--- PROVIDED DATA ---
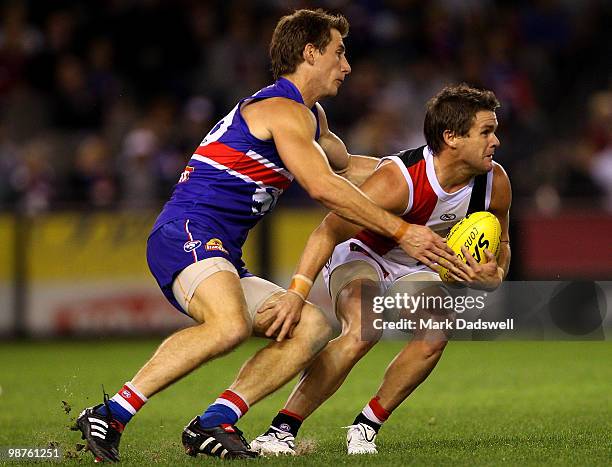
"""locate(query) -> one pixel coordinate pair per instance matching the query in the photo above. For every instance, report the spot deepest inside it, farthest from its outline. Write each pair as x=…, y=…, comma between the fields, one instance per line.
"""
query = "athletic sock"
x=286, y=421
x=373, y=415
x=123, y=405
x=226, y=410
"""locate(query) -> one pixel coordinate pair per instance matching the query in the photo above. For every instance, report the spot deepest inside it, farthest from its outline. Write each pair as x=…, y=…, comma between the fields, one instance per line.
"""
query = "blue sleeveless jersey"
x=230, y=183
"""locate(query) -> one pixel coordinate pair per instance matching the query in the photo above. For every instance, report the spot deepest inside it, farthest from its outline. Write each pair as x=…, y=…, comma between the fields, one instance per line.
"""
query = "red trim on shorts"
x=292, y=415
x=424, y=199
x=378, y=409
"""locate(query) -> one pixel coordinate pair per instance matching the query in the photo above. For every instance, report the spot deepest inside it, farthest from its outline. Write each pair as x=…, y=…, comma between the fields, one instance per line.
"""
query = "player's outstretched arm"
x=354, y=168
x=293, y=128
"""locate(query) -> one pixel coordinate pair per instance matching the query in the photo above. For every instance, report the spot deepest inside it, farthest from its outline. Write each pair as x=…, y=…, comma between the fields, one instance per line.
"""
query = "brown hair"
x=454, y=108
x=293, y=32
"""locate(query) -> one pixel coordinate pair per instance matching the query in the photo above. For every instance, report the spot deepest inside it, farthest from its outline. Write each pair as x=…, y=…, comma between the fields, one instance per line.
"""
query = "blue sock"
x=227, y=409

--- EXERCISE REQUIREMENTS ---
Line by line, return the listing above exactly, leaving out its pictures.

--- TASK RESULT ---
"""locate(query) -> one pixel coordinate pair per instance matching the query in the photo above. For every instance, report the spot deepest inside it, farthest from its outline. Write each pair as x=…, y=…, comma between the fields, one instance per line.
"""
query = "athletic sock"
x=286, y=421
x=373, y=415
x=123, y=405
x=226, y=410
"""locate(query) -> one pixel coordinate pair per instance matching the query in the photo above. For every instance, report the spot deepest inside it, farthest from its outline. Write each pair as x=…, y=…, comma between the fields, one instance per line.
"""
query = "blue sleeveless jersey"
x=230, y=183
"""locate(query) -> one pixel coordinate pair per instance matching the query in the photo above. For every instance, report the spot deepest inside it, farthest from its outline. Write each pair as x=…, y=…, comma between the fields, one instance per line.
"""
query = "red trim on shorts"
x=292, y=415
x=424, y=199
x=378, y=409
"""locate(query) -> one pixel coordinate pair per instance matching the query in the photo above. For every instance, report the spot deepest inside it, farthest from its outline. Write each pair as x=…, y=…, comma between the fields, one instance per line.
"""
query = "player's outstretched arm"
x=354, y=168
x=293, y=128
"""locate(query) -> one pixel coordinate pair per instance matching the query in the photo above. For every instance, report the spot deepest inside it, farthest from its outline. Write each pair as x=…, y=…, comma between the fields, one instance per line.
"""
query = "brown hair"
x=454, y=108
x=293, y=32
"""locate(query) -> one pixel coordinate pair per instance matching the query in the photo above. For every instance, report the spot deepest inside it, farthest from its outline. Write each pair as x=…, y=…, comma between the fields, one instance per line.
"""
query = "blue sock"
x=227, y=409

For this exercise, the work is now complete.